BEGIN GIVEN DATA

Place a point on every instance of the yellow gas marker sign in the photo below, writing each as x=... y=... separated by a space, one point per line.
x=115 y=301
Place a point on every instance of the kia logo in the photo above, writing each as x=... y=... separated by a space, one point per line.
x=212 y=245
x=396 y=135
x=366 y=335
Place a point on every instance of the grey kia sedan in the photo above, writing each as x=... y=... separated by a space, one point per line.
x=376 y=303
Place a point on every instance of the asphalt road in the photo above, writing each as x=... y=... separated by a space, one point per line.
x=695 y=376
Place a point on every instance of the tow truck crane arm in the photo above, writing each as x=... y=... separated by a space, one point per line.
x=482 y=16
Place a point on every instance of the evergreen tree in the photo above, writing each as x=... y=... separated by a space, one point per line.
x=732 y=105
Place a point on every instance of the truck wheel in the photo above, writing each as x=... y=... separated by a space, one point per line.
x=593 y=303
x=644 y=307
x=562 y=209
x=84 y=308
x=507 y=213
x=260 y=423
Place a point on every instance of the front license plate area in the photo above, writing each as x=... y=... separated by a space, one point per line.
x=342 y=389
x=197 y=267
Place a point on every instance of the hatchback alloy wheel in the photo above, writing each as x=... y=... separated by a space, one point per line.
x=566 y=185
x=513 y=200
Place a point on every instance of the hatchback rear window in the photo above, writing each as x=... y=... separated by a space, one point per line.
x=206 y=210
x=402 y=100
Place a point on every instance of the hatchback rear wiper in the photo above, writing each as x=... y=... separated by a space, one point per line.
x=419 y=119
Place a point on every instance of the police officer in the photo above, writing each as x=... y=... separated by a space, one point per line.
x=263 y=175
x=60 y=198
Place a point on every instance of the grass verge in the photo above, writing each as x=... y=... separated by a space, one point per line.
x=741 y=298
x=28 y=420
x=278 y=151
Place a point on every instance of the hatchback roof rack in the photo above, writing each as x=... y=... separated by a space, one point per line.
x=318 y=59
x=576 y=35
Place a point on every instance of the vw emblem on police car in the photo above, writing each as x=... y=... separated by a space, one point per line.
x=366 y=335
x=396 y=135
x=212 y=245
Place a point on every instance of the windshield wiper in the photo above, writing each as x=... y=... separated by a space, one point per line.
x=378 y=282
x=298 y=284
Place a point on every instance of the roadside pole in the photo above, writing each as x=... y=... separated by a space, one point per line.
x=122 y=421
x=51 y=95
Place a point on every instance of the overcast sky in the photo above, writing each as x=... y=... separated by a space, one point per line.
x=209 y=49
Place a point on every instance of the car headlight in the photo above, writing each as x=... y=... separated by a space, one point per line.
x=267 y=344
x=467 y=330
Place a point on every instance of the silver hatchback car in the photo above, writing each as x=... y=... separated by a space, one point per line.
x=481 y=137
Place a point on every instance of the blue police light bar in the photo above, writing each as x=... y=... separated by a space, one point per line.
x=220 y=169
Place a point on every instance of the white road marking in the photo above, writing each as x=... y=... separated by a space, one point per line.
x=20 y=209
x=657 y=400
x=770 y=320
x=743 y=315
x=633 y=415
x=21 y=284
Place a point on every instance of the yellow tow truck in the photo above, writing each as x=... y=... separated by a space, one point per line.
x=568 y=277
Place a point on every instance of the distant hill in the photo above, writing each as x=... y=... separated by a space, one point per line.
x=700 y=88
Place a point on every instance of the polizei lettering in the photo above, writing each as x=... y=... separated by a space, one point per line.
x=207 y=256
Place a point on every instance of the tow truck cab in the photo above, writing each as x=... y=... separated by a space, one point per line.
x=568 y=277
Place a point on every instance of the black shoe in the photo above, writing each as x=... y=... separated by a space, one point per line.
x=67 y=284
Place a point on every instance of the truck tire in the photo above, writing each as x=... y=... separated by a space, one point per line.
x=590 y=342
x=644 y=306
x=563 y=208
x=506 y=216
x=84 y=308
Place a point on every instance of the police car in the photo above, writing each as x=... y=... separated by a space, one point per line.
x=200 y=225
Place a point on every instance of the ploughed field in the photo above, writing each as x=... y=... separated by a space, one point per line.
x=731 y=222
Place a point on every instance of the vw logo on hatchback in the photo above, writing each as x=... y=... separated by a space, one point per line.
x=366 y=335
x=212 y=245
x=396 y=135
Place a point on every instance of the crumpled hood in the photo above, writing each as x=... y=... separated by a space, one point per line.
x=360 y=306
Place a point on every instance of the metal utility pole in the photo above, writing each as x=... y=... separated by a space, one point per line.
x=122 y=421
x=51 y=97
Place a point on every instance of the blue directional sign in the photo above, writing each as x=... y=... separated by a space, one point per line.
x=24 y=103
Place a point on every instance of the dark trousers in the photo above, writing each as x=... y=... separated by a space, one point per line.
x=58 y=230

END GIVEN DATA

The whole listing is to be transcribed exactly.

Place a point on every instance of the yellow gas marker sign in the photo below, writing each as x=... y=... separated by a space, one point per line.
x=115 y=301
Place a point on every instance of the kia logo in the photo above, writing each as x=... y=... separated by a space, one point per line.
x=212 y=245
x=396 y=135
x=366 y=335
Place a point on every instance of the grey kia sedan in the photo above, writing each as x=... y=... separated by a space, one point per line.
x=376 y=303
Place a point on every instance of the asphalt road in the photo above, writing each as x=... y=... separated by a space, one point per line.
x=695 y=376
Place a point on every instance of the tow truck crane arm in the photo above, writing each as x=... y=... separated by a space, one point per line.
x=482 y=16
Place a point on every instance of the evergreen tree in the photo above, writing each as x=... y=... separated by a space, one point per line.
x=732 y=105
Place a point on every instance of the truck wheel in the photo above, writing each as x=... y=... separated by a space, one point per line.
x=593 y=303
x=644 y=307
x=562 y=209
x=84 y=308
x=507 y=213
x=260 y=423
Place a point on every instance of the front license plate area in the photo above, writing each as x=... y=... separated by a space, one point per line.
x=342 y=389
x=197 y=267
Place a point on every instance of the hatchback alloy wheel in the photo above, writing each as x=... y=... separated by a space, one point per line.
x=566 y=185
x=513 y=200
Place a point on every instance of the hatchback rear window in the photo above, writing each as x=... y=... separated by a space, one point per line.
x=206 y=210
x=402 y=100
Place a point on every instance of the hatchback rear wiper in the photo above, writing each as x=... y=... separated by a space, one point per line.
x=419 y=119
Place a point on every instance of the police officer in the photo above, writing each as x=... y=... separated by a space, one point per line.
x=263 y=175
x=60 y=198
Place a point on every instance of the grass verge in the photo above, writing each as x=... y=... separated by a space, one point per line.
x=741 y=298
x=28 y=420
x=278 y=151
Place a point on every instance of the hatchback roof rack in the photo above, writing each as x=... y=... separated by a space, one point per line.
x=318 y=59
x=576 y=35
Place a point on every instance of the vw emblem on police car in the photo above, writing each as x=... y=... separated by a space, one point per line.
x=366 y=335
x=396 y=135
x=212 y=245
Place a point on every instance of the windshield wiper in the photo above, writing each as x=... y=... separated by a space, one point per line.
x=378 y=282
x=298 y=284
Place a point on every instance of the roadside pole in the photo above, writing each as x=... y=... separated by a space, one point per line.
x=122 y=421
x=51 y=95
Place a point on every instance of the overcast sky in the photo above, writing each as x=... y=... separated by a space, one point per line.
x=209 y=49
Place a point on every instance of the car headlight in the photo above, writing each as x=... y=... separated by a space, one point per line.
x=267 y=344
x=467 y=330
Place a point on every instance of the silver hatchback car in the photo above, writing each as x=... y=... separated by a space, one point per line.
x=481 y=137
Place a point on every instance of the blue police light bar in the photo above, writing each as x=... y=... separated by a space, one point per line.
x=220 y=169
Place a point on every instance of the white road marking in the photo above, writing each as x=... y=... separated by a space, one point per line.
x=20 y=209
x=657 y=400
x=770 y=320
x=743 y=315
x=633 y=415
x=21 y=284
Place a point on every instance of the yellow tow truck in the photo above, writing each as x=... y=... separated by a space, one point per line.
x=568 y=277
Place a point on every instance of the distant hill in the photo above, writing each as x=... y=... separated by a space, one point per line.
x=700 y=88
Place a point on every instance of the polizei lettering in the photo above, writing each as x=... y=... separated by a space, one point per line.
x=207 y=256
Place a point on every instance of the tow truck cab in the photo above, writing each as x=... y=... separated by a space, one point per line.
x=568 y=277
Place a point on every instance of the black shoe in the photo above, writing each as x=... y=... separated by a space, one point per line.
x=67 y=284
Place a point on every instance of the truck tire in the photo above, writing each as x=... y=... separated by a space, one point per line.
x=590 y=342
x=644 y=306
x=563 y=208
x=506 y=216
x=84 y=308
Place a point on every instance of the police car in the photo above, writing each as x=... y=... separated by a space, one point per line.
x=200 y=225
Place a point on every instance of the ploughed field in the photo above, writing each as x=... y=... separated by a space, one point per line.
x=731 y=222
Place a point on every instance of the vw logo on hatchback in the photo above, writing each as x=... y=... separated by a space, one point per line.
x=366 y=335
x=212 y=245
x=396 y=135
Place a point on every instance of the crumpled hood in the photo above, writing each as x=... y=... separated by a space, one point per line.
x=360 y=306
Place a point on every instance of the metal utility pole in the photo above, writing each as x=... y=... separated by a space, one point per line.
x=122 y=421
x=51 y=97
Place a point on every instance of the blue directional sign in the photo above, writing each as x=... y=... separated by a space, one point per line.
x=24 y=103
Place a point on every instance of the dark trousers in the photo above, writing each as x=... y=... separated by a space, one point per line.
x=58 y=230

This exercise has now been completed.